• [THE TASK]: This exercise calls for every record to be returned exactly, with pictures removed.

• [EXERCISE INPUT]:
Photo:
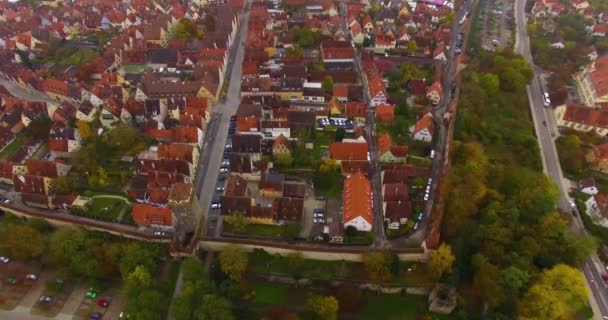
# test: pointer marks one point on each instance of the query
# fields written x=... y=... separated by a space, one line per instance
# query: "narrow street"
x=551 y=165
x=217 y=130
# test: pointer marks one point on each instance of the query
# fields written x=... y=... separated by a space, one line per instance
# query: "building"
x=592 y=82
x=598 y=157
x=583 y=118
x=424 y=128
x=358 y=203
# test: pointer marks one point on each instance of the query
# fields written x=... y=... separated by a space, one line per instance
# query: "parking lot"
x=495 y=16
x=27 y=293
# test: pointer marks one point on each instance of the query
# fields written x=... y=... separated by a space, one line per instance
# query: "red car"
x=103 y=303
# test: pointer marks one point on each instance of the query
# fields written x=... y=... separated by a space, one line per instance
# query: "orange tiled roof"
x=348 y=151
x=357 y=198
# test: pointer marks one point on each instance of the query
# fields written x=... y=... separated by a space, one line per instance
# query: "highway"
x=546 y=129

• [EXPECTED ANSWER]:
Photo:
# test: pointer marks one point on each instance of the query
# fields written x=... y=... separated by a space, one line per instance
# query: "narrow street"
x=551 y=165
x=217 y=130
# test: pointer marks one point on each instance of the query
# fields written x=... y=... separated by a space, one line per instance
# query: "building"
x=592 y=82
x=598 y=157
x=583 y=118
x=424 y=128
x=358 y=203
# test: pointer marks one point on each instance of the query
# fields written x=... y=... separated by a space, one line per instance
# query: "parking lot"
x=495 y=16
x=27 y=293
# test: pointer marks one point on each instance of the query
# fields written x=... y=... separated by a space, one line per instance
# query: "red car"
x=103 y=303
# test: pointer marks one point on each instance of the query
# fields written x=... y=... separated by a space, one line per instance
# query: "orange tiled roof"
x=348 y=151
x=357 y=198
# test: pointer marks one point on each instance of the query
# fields written x=... y=... separated by a space, one line per instance
# query: "highway"
x=546 y=129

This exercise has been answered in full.